■ **Task description**
Transcribe the full listing exactly, and drop every picture.

[Start of Records for this exercise]

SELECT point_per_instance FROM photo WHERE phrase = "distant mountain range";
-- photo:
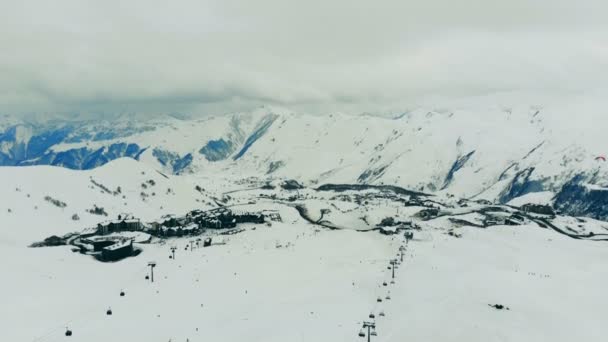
(500, 154)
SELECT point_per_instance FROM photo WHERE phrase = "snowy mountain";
(324, 263)
(511, 152)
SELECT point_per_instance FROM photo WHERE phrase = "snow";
(296, 281)
(543, 197)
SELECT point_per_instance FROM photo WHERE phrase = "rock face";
(579, 199)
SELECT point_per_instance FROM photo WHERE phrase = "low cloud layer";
(108, 57)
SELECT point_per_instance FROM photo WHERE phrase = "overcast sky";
(318, 55)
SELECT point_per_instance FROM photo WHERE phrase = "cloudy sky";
(197, 56)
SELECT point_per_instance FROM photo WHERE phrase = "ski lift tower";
(371, 330)
(394, 265)
(152, 264)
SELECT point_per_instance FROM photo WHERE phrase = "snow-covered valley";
(317, 273)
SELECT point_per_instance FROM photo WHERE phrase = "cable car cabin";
(207, 242)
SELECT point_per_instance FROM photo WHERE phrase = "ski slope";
(284, 281)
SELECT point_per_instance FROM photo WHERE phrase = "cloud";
(180, 56)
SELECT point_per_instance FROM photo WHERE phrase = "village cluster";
(114, 239)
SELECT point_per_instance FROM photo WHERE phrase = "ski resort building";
(117, 251)
(122, 224)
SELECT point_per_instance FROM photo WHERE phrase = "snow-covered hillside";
(315, 274)
(497, 154)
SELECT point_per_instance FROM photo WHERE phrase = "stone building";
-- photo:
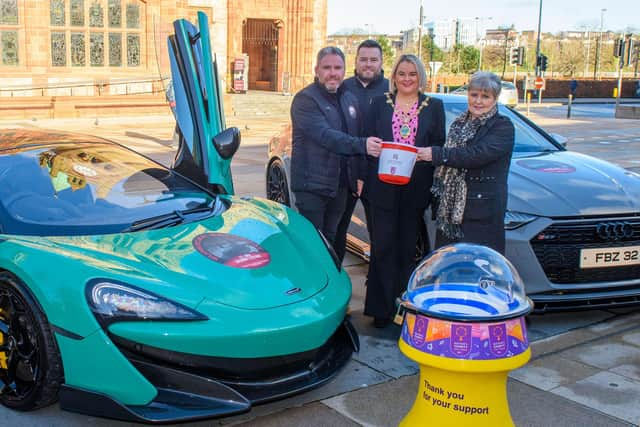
(116, 47)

[End of Records for this exercise]

■ **Answer to this exercise**
SELECT point_per_instance FROM photo WHERE phrase = "distant mountain range";
-- photo:
(500, 154)
SELECT point_per_instance FROM photo WHERE phrase = "snowy mountain";
(324, 263)
(511, 152)
SELECT point_per_instance FROM photo WHERE phrase = "snow";
(296, 281)
(543, 197)
SELECT point_per_instance FROM photo WHERE phrase = "rock face";
(579, 199)
SELECT point_per_instance FROM photo WHERE phrase = "low cloud layer";
(108, 57)
SELECT point_per_instance FROM photo WHERE phrase = "overcast sky";
(318, 55)
SELECT point_per_instance FROM photo WHERE phrase = "cloudy sky";
(197, 56)
SELECT point_per_instance FROM photo WHERE phrase = "ski lift tower";
(371, 330)
(394, 265)
(152, 264)
SELECT point_per_instance FROM photo WHERE phrase = "snow-covered valley";
(317, 273)
SELECT point_per_instance FROM photo WHERE phrase = "cable car cabin";
(207, 242)
SELECT point_per_instance FROM photo WHERE phrase = "ski slope";
(284, 281)
SELECT point_per_instance FROM photo WHERE phrase = "cloud";
(180, 56)
SELECT point_per_instance FROM photo WHERE phrase = "village cluster";
(114, 239)
SELECT point_per_instance FROM photo WHERE phrase = "ski resort building";
(117, 251)
(122, 224)
SELECT point_per_instance FROM photo WHERE phrase = "snow-covered hillside";
(315, 274)
(497, 154)
SELECT point_per_instance FROM photo WHERE phrase = "stone building";
-- photo:
(116, 47)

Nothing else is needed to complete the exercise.